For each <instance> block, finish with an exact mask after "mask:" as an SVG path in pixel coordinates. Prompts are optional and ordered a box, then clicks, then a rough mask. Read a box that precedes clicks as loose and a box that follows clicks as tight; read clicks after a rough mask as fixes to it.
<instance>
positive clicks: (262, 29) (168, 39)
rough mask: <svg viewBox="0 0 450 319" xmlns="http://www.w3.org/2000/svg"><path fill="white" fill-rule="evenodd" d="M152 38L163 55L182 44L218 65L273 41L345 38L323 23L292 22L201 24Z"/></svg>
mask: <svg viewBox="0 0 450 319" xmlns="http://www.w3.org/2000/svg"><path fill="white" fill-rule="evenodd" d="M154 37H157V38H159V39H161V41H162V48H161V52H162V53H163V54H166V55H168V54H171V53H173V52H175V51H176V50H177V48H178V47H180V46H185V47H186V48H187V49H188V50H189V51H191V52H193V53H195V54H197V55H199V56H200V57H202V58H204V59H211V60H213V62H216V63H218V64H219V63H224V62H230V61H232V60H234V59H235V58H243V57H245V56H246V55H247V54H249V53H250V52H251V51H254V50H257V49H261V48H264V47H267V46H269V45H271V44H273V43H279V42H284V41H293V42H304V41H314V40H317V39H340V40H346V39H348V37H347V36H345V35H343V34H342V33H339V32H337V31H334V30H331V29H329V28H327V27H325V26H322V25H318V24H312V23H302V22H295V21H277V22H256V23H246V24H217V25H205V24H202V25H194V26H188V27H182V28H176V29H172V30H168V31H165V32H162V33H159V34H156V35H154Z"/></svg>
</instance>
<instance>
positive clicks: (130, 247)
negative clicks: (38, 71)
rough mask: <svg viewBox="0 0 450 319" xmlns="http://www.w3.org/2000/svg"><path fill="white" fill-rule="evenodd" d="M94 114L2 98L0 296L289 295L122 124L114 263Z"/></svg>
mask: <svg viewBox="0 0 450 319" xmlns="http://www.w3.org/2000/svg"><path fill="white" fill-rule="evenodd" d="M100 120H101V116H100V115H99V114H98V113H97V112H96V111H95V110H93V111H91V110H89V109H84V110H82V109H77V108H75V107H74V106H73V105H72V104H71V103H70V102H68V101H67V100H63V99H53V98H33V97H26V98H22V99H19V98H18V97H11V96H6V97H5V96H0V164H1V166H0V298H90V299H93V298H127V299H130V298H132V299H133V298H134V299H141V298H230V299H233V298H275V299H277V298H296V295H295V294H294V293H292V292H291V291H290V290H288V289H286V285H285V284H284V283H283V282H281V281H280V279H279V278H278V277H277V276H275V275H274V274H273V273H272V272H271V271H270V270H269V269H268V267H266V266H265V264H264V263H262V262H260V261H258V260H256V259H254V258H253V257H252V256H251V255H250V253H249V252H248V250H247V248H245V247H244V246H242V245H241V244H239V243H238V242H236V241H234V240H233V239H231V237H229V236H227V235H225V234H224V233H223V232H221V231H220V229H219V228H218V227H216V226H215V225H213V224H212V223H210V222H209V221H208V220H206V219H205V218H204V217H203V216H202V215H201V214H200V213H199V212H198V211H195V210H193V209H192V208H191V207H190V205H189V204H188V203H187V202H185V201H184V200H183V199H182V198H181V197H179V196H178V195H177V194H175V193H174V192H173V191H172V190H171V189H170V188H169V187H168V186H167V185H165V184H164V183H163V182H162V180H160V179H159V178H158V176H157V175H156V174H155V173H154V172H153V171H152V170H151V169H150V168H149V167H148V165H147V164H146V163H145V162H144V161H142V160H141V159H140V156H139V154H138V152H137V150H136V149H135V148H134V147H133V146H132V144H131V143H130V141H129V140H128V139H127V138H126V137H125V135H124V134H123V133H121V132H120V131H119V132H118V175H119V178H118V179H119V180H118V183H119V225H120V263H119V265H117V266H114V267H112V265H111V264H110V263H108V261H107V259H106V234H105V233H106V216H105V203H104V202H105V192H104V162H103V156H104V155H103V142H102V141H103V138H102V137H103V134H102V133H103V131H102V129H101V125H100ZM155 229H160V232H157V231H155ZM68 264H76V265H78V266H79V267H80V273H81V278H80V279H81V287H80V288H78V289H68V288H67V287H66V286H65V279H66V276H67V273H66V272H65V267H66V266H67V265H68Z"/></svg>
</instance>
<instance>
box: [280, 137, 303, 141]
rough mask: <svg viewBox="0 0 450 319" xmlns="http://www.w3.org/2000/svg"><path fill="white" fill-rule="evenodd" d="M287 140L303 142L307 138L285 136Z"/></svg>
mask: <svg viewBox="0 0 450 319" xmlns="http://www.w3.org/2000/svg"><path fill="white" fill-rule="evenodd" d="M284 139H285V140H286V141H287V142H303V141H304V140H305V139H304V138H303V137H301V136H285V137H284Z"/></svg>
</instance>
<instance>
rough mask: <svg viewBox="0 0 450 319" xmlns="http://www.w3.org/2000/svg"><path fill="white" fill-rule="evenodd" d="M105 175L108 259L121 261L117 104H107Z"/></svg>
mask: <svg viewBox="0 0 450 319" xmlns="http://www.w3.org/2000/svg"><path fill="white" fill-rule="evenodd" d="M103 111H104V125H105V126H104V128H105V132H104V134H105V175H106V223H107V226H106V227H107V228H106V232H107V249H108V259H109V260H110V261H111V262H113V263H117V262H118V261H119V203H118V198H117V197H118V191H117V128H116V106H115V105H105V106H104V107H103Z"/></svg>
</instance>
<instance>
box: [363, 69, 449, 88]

+ + + +

- Activity -
Convert the lines of the entries above into a JSON list of strings, with one string per line and blank lines omitted.

- Final answer -
[
  "For each <instance> block, finish with an exact mask after \"mask:\" as an SVG path in pixel coordinates. Prompts are optional and ordered a box, then clicks, then a rough mask. Read a box that precedes clicks as loose and a box that follows clicks as tight; read clicks after a rough mask as fixes to it.",
  "<instance>",
  "positive clicks: (262, 29) (168, 39)",
  "rough mask: <svg viewBox=\"0 0 450 319\" xmlns=\"http://www.w3.org/2000/svg\"><path fill=\"white\" fill-rule=\"evenodd\" d=\"M152 38L163 55L182 44L218 65L273 41L345 38L323 23L292 22L201 24Z\"/></svg>",
  "mask: <svg viewBox=\"0 0 450 319\" xmlns=\"http://www.w3.org/2000/svg\"><path fill=\"white\" fill-rule=\"evenodd\" d=\"M154 37H157V38H159V39H161V41H162V48H161V52H162V53H163V54H166V55H168V54H171V53H173V52H175V51H176V50H177V48H178V47H180V46H185V47H186V48H187V49H188V50H189V51H191V52H193V53H195V54H197V55H199V56H200V57H202V58H204V59H211V60H213V62H216V63H218V64H219V63H224V62H230V61H232V60H234V59H235V58H243V57H245V56H246V55H247V54H249V53H250V52H251V51H254V50H257V49H261V48H264V47H267V46H269V45H271V44H273V43H279V42H284V41H293V42H304V41H314V40H317V39H340V40H346V39H348V37H347V36H345V35H343V34H342V33H339V32H337V31H334V30H331V29H329V28H327V27H325V26H322V25H318V24H312V23H302V22H295V21H277V22H256V23H246V24H217V25H205V24H202V25H194V26H188V27H182V28H176V29H172V30H168V31H165V32H162V33H159V34H156V35H154Z\"/></svg>",
  "</instance>",
  "<instance>",
  "positive clicks: (130, 247)",
  "negative clicks: (38, 71)",
  "rough mask: <svg viewBox=\"0 0 450 319\" xmlns=\"http://www.w3.org/2000/svg\"><path fill=\"white\" fill-rule=\"evenodd\" d=\"M94 114L2 98L0 296L289 295L122 124L114 263Z\"/></svg>",
  "mask: <svg viewBox=\"0 0 450 319\" xmlns=\"http://www.w3.org/2000/svg\"><path fill=\"white\" fill-rule=\"evenodd\" d=\"M100 120H101V116H100V115H99V114H98V113H97V112H96V111H95V110H93V111H91V110H89V109H84V110H82V109H77V108H75V107H74V106H73V105H72V104H71V103H70V102H68V101H67V100H63V99H53V98H33V97H26V98H22V99H19V98H18V97H11V96H6V97H5V96H0V164H1V166H0V298H90V299H93V298H127V299H130V298H132V299H133V298H134V299H141V298H230V299H233V298H275V299H277V298H296V295H295V294H294V293H292V292H291V291H290V290H288V289H286V285H285V284H284V283H283V282H281V281H280V279H279V278H278V277H277V276H275V275H274V274H273V273H272V272H271V271H270V270H269V269H268V267H266V266H265V264H264V263H262V262H260V261H258V260H256V259H254V258H253V257H252V256H251V255H250V253H249V252H248V250H247V248H245V247H244V246H242V245H241V244H239V243H238V242H236V241H234V240H233V239H231V237H229V236H227V235H225V234H224V233H223V232H221V231H220V229H219V228H218V227H216V226H215V225H213V224H212V223H210V222H209V221H208V220H206V219H205V218H204V217H203V216H202V215H201V214H200V213H199V212H198V211H195V210H193V209H192V208H191V207H190V205H189V204H188V203H187V202H185V201H184V200H183V199H182V198H181V197H179V196H178V195H177V194H175V193H174V192H173V191H172V190H171V189H170V188H169V187H168V186H167V185H165V184H164V183H163V182H162V180H160V179H159V178H158V176H157V175H156V174H155V173H154V172H153V171H152V170H151V169H150V168H149V167H148V165H147V164H146V163H145V162H144V161H142V160H141V159H140V156H139V154H138V152H137V150H136V149H135V148H134V147H133V146H132V144H131V143H130V141H129V140H128V139H127V138H126V137H125V135H124V134H123V133H121V132H120V131H119V132H118V175H119V178H118V179H119V180H118V183H119V225H120V263H119V265H117V266H114V267H112V265H111V264H110V263H108V261H107V259H106V234H105V233H106V216H105V203H104V202H105V192H104V162H103V156H104V155H103V142H102V141H103V138H102V137H103V134H102V133H103V131H102V129H101V125H100ZM155 229H160V232H157V231H155ZM68 264H76V265H78V266H79V267H80V273H81V278H80V279H81V287H80V288H78V289H68V288H67V287H66V286H65V279H66V276H67V273H66V272H65V267H66V266H67V265H68Z\"/></svg>",
  "</instance>",
  "<instance>",
  "box: [280, 137, 303, 141]",
  "rough mask: <svg viewBox=\"0 0 450 319\" xmlns=\"http://www.w3.org/2000/svg\"><path fill=\"white\" fill-rule=\"evenodd\" d=\"M287 140L303 142L307 138L285 136Z\"/></svg>",
  "mask: <svg viewBox=\"0 0 450 319\" xmlns=\"http://www.w3.org/2000/svg\"><path fill=\"white\" fill-rule=\"evenodd\" d=\"M284 139H285V140H286V141H287V142H303V141H304V140H305V139H304V138H303V137H301V136H285V137H284Z\"/></svg>",
  "</instance>",
  "<instance>",
  "rough mask: <svg viewBox=\"0 0 450 319\" xmlns=\"http://www.w3.org/2000/svg\"><path fill=\"white\" fill-rule=\"evenodd\" d=\"M105 175L108 259L121 261L117 104H107Z\"/></svg>",
  "mask: <svg viewBox=\"0 0 450 319\" xmlns=\"http://www.w3.org/2000/svg\"><path fill=\"white\" fill-rule=\"evenodd\" d=\"M103 111H104V125H105V126H104V128H105V132H104V134H105V175H106V223H107V226H106V227H107V228H106V232H107V249H108V259H109V260H110V261H111V262H113V263H117V262H118V261H119V203H118V198H117V197H118V191H117V128H116V106H115V105H105V106H104V107H103Z\"/></svg>",
  "</instance>",
  "<instance>",
  "box: [363, 69, 449, 88]"
]